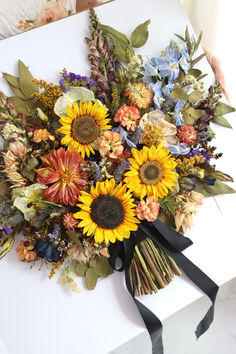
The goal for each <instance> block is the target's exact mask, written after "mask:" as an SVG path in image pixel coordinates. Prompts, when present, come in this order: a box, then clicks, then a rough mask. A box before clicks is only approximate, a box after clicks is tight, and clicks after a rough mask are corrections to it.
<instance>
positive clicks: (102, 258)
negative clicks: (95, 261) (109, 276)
mask: <svg viewBox="0 0 236 354" xmlns="http://www.w3.org/2000/svg"><path fill="white" fill-rule="evenodd" d="M94 270H95V272H96V273H97V275H98V276H99V277H103V278H106V277H107V276H108V275H110V274H112V273H113V270H112V268H111V267H110V265H109V263H108V260H107V258H106V257H103V256H101V257H100V258H98V259H97V263H96V266H95V267H94Z"/></svg>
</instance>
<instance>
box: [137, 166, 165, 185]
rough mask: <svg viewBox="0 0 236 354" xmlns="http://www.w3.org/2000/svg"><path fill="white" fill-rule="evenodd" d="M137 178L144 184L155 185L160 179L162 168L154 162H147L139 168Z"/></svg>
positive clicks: (161, 174) (160, 176)
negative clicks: (151, 184) (139, 172)
mask: <svg viewBox="0 0 236 354" xmlns="http://www.w3.org/2000/svg"><path fill="white" fill-rule="evenodd" d="M139 176H140V179H141V181H142V182H143V183H144V184H156V183H158V182H159V181H160V180H161V178H162V167H161V165H160V164H159V163H158V162H156V161H147V162H145V163H144V164H143V165H142V166H141V167H140V173H139Z"/></svg>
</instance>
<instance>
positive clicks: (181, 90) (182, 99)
mask: <svg viewBox="0 0 236 354" xmlns="http://www.w3.org/2000/svg"><path fill="white" fill-rule="evenodd" d="M169 97H170V98H178V99H180V100H183V101H186V100H187V92H186V91H185V90H184V89H183V88H181V87H179V86H175V88H174V90H173V91H172V92H171V93H170V94H169Z"/></svg>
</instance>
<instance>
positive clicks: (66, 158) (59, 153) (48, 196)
++++++++++++++++++++
*What the task requires*: Omit the pictures and restate the rest of the records verbatim.

*Reply to the task*:
The goal for each <instance> block is the target's exact mask, written after "mask:" as an SVG path in image pixel coordinates. Prompts, when present, come in this order: a box, then clicks, then a rough mask. A box before clicks is only approximate, a box after clicks is tight, and clicks after a rough mask are corrections to it.
<instance>
positive clicks: (102, 258)
negative clicks: (95, 261) (109, 276)
mask: <svg viewBox="0 0 236 354" xmlns="http://www.w3.org/2000/svg"><path fill="white" fill-rule="evenodd" d="M94 270H95V272H96V273H97V275H98V276H99V277H103V278H106V277H107V276H108V275H110V274H112V273H113V270H112V268H111V267H110V265H109V263H108V260H107V258H106V257H103V256H101V257H100V258H98V259H97V263H96V266H95V267H94Z"/></svg>
</instance>
<instance>
box: [137, 166, 165, 185]
rough mask: <svg viewBox="0 0 236 354" xmlns="http://www.w3.org/2000/svg"><path fill="white" fill-rule="evenodd" d="M137 178L144 184L155 185L160 179L162 168L154 162H147L139 168Z"/></svg>
positive clicks: (161, 174) (160, 176)
negative clicks: (151, 184) (139, 172)
mask: <svg viewBox="0 0 236 354" xmlns="http://www.w3.org/2000/svg"><path fill="white" fill-rule="evenodd" d="M139 176H140V179H141V181H142V182H143V183H144V184H156V183H158V182H159V181H160V180H161V178H162V167H161V165H160V164H159V163H158V162H156V161H147V162H145V163H144V164H143V165H142V166H141V167H140V173H139Z"/></svg>
</instance>
<instance>
positive clicks: (181, 90) (182, 99)
mask: <svg viewBox="0 0 236 354" xmlns="http://www.w3.org/2000/svg"><path fill="white" fill-rule="evenodd" d="M169 97H170V98H178V99H180V100H183V101H186V100H187V92H186V91H185V90H184V89H183V88H181V87H179V86H175V88H174V90H173V91H172V92H171V93H170V94H169Z"/></svg>
</instance>
<instance>
positive clicks: (66, 158) (59, 153) (48, 196)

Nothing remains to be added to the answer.